This exercise calls for the line with "Target: stone in shallow water", the line with "Target: riverbank", and all lines between them in the material below, output exactly and with no other lines.

==== Supplied records ====

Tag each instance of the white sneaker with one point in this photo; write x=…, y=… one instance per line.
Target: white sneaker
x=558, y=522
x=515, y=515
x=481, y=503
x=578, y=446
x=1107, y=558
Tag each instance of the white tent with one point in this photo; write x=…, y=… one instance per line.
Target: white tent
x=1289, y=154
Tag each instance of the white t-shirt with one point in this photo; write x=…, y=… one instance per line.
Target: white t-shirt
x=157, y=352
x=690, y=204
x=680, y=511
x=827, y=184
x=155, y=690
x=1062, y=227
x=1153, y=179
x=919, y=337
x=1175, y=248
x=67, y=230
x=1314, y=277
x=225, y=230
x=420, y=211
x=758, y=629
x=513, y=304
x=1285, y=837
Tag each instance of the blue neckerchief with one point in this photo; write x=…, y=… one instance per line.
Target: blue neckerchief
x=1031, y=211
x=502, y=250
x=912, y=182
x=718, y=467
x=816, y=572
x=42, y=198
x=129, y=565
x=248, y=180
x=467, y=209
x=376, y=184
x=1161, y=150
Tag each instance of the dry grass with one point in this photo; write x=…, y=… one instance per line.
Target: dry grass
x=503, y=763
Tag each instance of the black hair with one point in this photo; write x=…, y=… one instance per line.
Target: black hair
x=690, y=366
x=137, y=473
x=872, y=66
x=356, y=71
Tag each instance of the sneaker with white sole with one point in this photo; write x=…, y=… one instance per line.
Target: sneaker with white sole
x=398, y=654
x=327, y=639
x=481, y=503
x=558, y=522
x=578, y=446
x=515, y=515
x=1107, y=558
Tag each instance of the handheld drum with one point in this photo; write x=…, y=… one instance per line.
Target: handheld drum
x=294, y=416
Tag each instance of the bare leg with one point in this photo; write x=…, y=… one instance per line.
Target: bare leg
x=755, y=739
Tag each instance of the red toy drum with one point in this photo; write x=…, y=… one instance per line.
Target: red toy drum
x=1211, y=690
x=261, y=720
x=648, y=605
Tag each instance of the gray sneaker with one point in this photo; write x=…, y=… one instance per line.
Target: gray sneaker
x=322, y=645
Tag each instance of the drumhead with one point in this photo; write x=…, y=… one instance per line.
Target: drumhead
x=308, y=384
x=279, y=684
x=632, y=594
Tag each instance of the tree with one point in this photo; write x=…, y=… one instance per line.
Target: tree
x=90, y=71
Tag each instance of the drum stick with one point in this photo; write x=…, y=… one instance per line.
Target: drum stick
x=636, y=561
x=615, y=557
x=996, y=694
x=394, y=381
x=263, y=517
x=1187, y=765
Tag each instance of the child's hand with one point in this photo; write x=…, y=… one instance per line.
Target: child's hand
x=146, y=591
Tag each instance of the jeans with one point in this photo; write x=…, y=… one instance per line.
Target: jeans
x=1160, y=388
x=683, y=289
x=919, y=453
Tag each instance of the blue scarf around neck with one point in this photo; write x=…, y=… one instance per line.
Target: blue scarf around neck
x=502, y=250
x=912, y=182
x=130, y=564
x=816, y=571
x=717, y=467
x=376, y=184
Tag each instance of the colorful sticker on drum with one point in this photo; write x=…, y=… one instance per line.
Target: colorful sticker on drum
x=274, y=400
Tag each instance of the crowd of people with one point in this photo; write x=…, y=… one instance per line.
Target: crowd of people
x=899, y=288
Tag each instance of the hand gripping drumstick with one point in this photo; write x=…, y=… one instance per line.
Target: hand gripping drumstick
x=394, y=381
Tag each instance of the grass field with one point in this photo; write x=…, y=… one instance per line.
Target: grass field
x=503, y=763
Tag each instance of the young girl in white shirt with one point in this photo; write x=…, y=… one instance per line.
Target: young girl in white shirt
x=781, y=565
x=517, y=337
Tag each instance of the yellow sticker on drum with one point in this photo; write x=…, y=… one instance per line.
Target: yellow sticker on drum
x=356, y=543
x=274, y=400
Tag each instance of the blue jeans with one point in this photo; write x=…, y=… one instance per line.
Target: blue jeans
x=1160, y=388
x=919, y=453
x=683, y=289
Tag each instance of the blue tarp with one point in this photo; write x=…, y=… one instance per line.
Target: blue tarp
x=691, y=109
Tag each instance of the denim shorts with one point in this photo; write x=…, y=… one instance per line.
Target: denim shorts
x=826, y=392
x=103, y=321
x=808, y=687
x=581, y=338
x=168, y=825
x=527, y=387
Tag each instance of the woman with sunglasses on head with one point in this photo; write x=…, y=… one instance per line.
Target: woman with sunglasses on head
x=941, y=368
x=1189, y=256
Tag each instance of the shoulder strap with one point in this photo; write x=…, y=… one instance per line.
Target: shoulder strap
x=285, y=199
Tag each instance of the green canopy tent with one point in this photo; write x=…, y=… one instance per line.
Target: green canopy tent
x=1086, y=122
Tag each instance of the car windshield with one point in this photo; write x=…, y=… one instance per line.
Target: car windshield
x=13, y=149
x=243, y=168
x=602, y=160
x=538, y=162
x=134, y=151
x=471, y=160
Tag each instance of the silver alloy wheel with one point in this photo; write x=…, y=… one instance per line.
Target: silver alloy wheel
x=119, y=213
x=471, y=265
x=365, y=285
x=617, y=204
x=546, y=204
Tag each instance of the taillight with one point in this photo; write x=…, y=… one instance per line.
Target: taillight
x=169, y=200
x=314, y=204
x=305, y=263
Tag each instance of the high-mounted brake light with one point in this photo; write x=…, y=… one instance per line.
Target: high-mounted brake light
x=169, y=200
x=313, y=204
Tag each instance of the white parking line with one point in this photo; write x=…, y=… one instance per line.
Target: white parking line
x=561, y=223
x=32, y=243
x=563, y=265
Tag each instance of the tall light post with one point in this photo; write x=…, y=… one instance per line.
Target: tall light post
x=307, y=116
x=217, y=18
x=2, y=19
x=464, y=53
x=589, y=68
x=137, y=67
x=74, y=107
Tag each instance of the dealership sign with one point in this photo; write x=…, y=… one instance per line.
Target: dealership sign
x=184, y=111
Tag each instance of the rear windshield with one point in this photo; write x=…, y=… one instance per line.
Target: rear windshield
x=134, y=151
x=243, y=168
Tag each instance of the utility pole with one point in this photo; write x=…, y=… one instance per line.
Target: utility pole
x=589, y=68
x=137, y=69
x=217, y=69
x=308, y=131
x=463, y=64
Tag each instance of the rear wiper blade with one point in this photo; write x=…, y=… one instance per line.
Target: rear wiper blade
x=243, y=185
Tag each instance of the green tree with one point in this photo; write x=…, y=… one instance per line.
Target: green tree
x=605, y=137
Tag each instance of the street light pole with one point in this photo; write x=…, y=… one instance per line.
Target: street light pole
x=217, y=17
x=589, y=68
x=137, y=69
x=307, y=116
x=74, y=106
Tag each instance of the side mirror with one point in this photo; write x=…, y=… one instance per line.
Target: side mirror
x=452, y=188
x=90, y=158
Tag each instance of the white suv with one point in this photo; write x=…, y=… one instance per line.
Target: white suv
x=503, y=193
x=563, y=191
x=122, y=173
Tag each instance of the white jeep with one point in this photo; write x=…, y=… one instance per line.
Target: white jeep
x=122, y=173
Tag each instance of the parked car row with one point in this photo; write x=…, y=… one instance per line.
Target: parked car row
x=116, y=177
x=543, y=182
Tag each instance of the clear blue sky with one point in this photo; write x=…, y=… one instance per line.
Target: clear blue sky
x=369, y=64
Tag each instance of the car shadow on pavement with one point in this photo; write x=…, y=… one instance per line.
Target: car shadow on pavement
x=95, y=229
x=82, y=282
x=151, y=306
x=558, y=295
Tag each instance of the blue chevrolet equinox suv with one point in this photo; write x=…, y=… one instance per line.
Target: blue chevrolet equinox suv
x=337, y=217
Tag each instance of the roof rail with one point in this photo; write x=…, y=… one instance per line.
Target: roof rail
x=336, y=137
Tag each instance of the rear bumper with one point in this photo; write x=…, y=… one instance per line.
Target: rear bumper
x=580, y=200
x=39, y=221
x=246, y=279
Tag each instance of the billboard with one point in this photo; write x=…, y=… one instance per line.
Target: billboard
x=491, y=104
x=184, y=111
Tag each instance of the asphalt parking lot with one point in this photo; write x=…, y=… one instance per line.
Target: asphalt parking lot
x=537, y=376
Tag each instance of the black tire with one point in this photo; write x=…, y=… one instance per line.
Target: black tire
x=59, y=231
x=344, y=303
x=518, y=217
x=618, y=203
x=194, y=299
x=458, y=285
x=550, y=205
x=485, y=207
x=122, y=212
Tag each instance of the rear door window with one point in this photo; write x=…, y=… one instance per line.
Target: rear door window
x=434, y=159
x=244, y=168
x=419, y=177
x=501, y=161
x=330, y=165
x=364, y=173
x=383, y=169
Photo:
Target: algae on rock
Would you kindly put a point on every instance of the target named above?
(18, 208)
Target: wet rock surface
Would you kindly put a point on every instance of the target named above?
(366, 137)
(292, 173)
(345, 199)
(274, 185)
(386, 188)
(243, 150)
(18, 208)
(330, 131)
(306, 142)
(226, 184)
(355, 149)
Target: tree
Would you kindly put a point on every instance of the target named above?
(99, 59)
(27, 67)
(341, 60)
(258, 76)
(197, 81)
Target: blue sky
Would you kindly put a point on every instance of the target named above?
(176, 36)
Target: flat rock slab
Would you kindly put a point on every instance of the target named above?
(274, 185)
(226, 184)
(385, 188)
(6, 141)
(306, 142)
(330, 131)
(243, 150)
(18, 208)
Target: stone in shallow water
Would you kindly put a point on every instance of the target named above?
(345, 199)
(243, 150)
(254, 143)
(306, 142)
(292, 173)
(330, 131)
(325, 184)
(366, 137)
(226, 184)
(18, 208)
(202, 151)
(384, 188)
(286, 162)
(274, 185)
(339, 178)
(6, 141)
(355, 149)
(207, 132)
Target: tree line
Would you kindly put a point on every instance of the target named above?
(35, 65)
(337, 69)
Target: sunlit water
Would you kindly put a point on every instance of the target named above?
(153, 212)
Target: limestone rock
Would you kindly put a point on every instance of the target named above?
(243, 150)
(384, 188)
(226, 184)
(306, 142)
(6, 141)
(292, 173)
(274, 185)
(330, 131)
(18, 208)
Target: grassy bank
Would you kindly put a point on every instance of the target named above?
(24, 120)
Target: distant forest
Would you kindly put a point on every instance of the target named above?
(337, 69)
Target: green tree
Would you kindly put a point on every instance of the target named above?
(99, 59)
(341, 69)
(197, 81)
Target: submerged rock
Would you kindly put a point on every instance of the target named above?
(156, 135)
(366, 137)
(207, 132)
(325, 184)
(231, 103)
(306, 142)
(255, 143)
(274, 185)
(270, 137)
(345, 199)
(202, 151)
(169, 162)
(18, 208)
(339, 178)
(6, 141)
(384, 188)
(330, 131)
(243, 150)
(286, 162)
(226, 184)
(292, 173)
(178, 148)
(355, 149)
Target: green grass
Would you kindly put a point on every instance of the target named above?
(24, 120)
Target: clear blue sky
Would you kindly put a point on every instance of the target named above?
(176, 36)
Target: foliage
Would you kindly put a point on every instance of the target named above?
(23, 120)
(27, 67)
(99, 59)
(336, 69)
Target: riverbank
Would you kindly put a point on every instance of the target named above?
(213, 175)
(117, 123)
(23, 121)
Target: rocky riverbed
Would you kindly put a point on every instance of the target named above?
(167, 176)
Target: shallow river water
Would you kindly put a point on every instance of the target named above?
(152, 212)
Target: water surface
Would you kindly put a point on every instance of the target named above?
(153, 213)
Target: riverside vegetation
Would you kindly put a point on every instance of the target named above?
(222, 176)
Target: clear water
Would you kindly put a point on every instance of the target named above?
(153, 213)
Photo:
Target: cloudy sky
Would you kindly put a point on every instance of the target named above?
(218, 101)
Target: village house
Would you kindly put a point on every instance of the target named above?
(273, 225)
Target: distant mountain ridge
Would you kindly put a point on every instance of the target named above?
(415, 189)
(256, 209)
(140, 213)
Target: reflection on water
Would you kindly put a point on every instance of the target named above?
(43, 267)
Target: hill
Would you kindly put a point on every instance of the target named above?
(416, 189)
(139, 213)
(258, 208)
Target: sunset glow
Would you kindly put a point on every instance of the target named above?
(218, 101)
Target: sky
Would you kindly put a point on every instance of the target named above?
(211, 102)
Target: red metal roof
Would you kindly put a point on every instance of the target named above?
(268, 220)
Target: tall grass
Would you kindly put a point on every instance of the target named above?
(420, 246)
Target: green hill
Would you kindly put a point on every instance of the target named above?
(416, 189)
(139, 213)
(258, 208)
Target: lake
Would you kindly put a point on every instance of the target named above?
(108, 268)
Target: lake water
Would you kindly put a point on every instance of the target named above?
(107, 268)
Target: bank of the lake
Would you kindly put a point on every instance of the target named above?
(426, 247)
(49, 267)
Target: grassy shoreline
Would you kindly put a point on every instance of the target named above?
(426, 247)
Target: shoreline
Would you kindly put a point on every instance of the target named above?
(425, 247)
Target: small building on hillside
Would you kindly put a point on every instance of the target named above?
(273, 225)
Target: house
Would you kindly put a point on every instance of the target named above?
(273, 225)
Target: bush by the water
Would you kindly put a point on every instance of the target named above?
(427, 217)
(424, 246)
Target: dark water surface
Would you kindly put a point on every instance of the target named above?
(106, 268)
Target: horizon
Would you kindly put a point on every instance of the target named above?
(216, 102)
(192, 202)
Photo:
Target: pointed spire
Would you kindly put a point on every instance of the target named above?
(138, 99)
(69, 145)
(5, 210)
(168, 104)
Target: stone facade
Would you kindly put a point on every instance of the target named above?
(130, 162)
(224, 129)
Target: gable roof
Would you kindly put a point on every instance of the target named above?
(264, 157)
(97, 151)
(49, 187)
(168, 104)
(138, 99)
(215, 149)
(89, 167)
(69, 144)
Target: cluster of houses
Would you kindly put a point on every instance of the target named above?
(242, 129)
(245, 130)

====

▸ Exercise response:
Target: stone in shallow water
Would you kindly put a point on every instance of the target named above?
(345, 199)
(243, 150)
(254, 143)
(306, 142)
(292, 173)
(330, 131)
(325, 184)
(366, 137)
(226, 184)
(18, 208)
(202, 151)
(384, 188)
(286, 162)
(274, 185)
(339, 178)
(6, 141)
(355, 149)
(207, 132)
Target: tree line
Would you kindly put a point on every instance of the target named above?
(35, 65)
(337, 69)
Target: sunlit water
Would you kindly put a point on every instance of the target named above?
(153, 212)
Target: limestone rock
Would you kindly put a point on every instance of the target named above?
(243, 150)
(384, 188)
(226, 184)
(306, 142)
(6, 141)
(292, 173)
(274, 185)
(330, 131)
(18, 208)
Target: grassy bank
Would you kindly put a point on every instance of the target named above?
(24, 120)
Target: distant forest
Would you kindly put a point on every instance of the target named above?
(337, 69)
Target: green tree
Would you kindly put a point on every instance of the target named above?
(99, 59)
(341, 69)
(197, 81)
Target: submerged rock
Would you kindly put a point on every instance of the target named above?
(156, 135)
(366, 137)
(207, 132)
(325, 184)
(231, 103)
(306, 142)
(255, 143)
(274, 185)
(270, 137)
(345, 199)
(202, 151)
(169, 162)
(18, 208)
(339, 178)
(6, 141)
(384, 188)
(330, 131)
(243, 150)
(286, 162)
(226, 184)
(292, 173)
(178, 148)
(355, 149)
Target: green grass
Would you kindly put a point on every instance of the target named above?
(24, 120)
Target: clear blue sky
Would you kindly put a point on every instance of the target named above?
(176, 36)
Target: foliage
Would you kindly put a point on every instance of the target named above?
(23, 120)
(27, 67)
(99, 59)
(336, 69)
Target: riverbank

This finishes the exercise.